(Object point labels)
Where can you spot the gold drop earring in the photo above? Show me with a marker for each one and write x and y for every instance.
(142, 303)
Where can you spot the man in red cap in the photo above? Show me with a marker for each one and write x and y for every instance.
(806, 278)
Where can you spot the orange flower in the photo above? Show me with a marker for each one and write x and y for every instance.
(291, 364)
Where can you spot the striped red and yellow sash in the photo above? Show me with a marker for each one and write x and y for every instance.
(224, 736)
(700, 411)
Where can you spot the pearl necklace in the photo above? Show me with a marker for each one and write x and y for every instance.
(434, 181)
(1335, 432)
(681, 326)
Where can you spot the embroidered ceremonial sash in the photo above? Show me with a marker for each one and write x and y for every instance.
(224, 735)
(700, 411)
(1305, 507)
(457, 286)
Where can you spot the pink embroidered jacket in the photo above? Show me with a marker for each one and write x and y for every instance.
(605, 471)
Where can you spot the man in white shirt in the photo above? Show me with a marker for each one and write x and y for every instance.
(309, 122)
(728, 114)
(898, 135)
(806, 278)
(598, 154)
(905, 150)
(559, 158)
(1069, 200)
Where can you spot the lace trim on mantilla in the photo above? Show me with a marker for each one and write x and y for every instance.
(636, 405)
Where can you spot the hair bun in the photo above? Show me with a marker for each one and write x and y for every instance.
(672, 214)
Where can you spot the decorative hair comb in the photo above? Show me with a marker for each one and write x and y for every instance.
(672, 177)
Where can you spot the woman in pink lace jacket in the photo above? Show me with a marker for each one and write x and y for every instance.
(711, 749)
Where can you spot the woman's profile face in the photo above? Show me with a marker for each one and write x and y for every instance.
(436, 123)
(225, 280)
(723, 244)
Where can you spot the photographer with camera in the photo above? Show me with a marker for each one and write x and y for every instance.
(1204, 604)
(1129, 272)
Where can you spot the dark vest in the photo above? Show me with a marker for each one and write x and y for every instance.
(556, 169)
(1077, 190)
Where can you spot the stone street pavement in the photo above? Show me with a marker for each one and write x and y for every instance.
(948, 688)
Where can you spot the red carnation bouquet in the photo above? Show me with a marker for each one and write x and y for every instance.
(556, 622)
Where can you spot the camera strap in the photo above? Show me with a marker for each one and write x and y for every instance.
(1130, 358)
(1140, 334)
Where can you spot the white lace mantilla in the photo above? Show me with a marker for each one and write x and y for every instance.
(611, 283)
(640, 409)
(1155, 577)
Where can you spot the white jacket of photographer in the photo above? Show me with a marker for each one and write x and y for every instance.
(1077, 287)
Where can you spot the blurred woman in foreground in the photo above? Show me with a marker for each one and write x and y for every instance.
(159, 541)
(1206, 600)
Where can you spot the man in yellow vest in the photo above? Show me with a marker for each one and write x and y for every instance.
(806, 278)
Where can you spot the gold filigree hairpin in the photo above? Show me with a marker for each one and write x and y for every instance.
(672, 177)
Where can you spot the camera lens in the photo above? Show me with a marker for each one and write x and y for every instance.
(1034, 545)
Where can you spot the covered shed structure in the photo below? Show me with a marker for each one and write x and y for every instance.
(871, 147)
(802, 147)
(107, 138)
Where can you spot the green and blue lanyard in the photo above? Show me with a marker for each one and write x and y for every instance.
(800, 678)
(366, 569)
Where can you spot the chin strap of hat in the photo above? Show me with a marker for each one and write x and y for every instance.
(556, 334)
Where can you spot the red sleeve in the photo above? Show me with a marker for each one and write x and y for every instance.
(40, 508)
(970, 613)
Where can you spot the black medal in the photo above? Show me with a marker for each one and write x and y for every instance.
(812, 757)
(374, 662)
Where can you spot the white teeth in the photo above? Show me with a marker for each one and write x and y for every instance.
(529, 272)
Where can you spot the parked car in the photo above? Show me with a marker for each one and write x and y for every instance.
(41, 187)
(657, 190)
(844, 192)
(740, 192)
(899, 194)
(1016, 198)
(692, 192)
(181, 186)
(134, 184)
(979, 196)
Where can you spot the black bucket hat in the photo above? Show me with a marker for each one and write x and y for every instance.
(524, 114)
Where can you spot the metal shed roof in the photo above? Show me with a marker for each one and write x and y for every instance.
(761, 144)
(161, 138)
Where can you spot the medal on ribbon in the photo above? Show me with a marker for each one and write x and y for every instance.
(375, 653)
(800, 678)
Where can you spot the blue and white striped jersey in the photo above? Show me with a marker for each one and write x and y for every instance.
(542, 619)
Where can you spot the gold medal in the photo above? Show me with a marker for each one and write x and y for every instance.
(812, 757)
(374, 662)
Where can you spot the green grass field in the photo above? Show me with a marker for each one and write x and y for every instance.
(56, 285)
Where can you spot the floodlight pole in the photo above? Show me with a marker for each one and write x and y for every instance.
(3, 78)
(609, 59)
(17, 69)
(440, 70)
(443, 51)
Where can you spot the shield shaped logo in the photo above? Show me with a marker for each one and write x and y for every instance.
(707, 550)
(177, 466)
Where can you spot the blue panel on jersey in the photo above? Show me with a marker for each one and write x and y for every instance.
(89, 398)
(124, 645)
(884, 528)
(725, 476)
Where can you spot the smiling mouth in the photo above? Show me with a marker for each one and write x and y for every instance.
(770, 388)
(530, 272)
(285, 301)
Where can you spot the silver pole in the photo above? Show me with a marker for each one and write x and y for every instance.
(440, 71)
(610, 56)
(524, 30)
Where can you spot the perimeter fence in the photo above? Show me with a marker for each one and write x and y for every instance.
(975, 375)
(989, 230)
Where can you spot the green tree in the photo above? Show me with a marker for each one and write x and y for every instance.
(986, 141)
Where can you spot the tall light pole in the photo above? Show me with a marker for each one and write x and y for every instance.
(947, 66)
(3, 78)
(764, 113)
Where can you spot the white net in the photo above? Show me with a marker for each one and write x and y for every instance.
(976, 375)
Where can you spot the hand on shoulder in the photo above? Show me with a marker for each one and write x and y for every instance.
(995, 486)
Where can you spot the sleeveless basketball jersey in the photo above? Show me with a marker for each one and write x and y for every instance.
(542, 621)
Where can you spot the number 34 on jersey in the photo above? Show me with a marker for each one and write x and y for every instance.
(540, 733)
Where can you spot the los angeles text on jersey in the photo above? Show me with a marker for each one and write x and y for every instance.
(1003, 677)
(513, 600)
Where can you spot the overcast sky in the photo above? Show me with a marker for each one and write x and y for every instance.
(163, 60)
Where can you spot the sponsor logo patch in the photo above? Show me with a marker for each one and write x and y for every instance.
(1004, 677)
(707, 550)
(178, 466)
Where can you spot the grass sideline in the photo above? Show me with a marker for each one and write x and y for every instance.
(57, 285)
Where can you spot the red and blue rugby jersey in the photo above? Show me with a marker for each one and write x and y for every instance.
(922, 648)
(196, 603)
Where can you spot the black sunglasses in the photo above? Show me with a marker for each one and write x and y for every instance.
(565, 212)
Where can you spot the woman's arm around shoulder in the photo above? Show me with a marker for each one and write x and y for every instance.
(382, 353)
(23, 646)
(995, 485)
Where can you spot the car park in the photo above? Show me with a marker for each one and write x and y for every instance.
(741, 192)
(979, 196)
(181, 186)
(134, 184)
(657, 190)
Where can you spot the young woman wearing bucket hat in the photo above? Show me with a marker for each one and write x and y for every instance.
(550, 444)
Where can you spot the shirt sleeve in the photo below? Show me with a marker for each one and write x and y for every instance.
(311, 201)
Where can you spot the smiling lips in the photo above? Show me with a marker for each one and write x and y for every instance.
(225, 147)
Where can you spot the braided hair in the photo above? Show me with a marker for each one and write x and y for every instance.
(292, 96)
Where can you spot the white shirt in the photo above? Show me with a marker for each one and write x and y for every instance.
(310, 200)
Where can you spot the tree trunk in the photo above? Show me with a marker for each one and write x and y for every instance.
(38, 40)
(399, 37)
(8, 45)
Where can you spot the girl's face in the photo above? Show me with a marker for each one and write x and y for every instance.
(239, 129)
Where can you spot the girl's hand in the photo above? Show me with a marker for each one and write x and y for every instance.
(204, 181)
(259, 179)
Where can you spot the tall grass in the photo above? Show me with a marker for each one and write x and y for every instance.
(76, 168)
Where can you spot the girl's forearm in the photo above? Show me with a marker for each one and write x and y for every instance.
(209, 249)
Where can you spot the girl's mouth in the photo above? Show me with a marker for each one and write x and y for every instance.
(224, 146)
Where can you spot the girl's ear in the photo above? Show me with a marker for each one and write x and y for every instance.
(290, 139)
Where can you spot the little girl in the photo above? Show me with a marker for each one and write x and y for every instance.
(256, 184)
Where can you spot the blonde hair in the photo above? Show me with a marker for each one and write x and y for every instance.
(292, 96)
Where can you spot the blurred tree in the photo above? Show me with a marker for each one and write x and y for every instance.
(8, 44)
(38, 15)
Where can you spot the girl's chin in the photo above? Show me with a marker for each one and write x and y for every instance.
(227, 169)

What you are asked to do → Copy out the lines word for word, starting at the line that contains "Where can you spot the woman in" and ending at the line that contains "(1129, 272)", with both of those lines included.

Answer below →
Where can you spot the woman in pink lace jacket in the photo above? Show me with a marker for each one and write x and y for every instance.
(711, 749)
Where can you spot the woman's profile face in the photo above? Show me with a marker for each one and write x and y for every instance.
(436, 123)
(225, 280)
(723, 244)
Where can you spot the photographer with camera in the photo above? Show me with a marker for each one and write x and y for every instance.
(1204, 604)
(1129, 272)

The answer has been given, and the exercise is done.